- _Pasaje seleccionado_

========================================

Joe Bonamassa
Bonamassa, que los dioses lo perdonen
por Alberto D. Prieto
"Me limitaré, pues, a hacerlo todo".
Con su cara de niño, sonrisa de cabrón, uno se puede
imaginar a Joe Bonamassa (New
Hartford, Nueva York, 8 de mayo de 1977) contestando así a quien le aconsejara
esa máxima tan americana de 'limítate a
hacer lo que sabes y sé el mejor en lo que hagas'. Acaso haya en Estados Unidos un refrán similar al
castizo 'quien mucho abarca poco
aprieta'. Y si es así, el joven genio, con desafíos superados en cada palo
del guitarreo, le ha encontrado la trampa a la ley: "no haré mucho, lo haré todo". Y el bluesero imberbe aprieta de lo lindo.

========================================

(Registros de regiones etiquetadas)
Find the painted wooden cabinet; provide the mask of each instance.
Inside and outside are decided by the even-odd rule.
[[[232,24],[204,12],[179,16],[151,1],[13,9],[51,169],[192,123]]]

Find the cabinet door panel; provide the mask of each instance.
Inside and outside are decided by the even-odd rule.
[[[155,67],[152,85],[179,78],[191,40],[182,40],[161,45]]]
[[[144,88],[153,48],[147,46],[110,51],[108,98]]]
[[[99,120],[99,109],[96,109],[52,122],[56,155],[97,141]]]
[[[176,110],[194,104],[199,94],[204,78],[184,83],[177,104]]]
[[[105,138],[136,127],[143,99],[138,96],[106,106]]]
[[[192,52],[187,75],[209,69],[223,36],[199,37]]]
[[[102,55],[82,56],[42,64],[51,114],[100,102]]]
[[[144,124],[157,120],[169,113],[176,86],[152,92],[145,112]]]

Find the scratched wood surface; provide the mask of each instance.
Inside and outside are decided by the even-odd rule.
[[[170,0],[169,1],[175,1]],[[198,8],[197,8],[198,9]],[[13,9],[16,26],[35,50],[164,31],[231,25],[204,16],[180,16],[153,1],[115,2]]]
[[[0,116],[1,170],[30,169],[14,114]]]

========================================

- _Enunciado del problema_
Reescribe, por favor, el texto sobre Joe Bonamassa desde "Con su cara" hasta "de lo lindo.", poniendo "guitarrista" en lugar de "bluesero". Para resolver esto basta con el texto sobre Joe Bonamassa.

- _Respuesta del ejercicio_
Con su cara de niño, sonrisa de cabrón, uno se puede
imaginar a Joe Bonamassa (New
Hartford, Nueva York, 8 de mayo de 1977) contestando así a quien le aconsejara
esa máxima tan americana de 'limítate a
hacer lo que sabes y sé el mejor en lo que hagas'. Acaso haya en Estados Unidos un refrán similar al
castizo 'quien mucho abarca poco
aprieta'. Y si es así, el joven genio, con desafíos superados en cada palo
del guitarreo, le ha encontrado la trampa a la ley: "no haré mucho, lo haré todo". Y el guitarrista imberbe aprieta de lo lindo.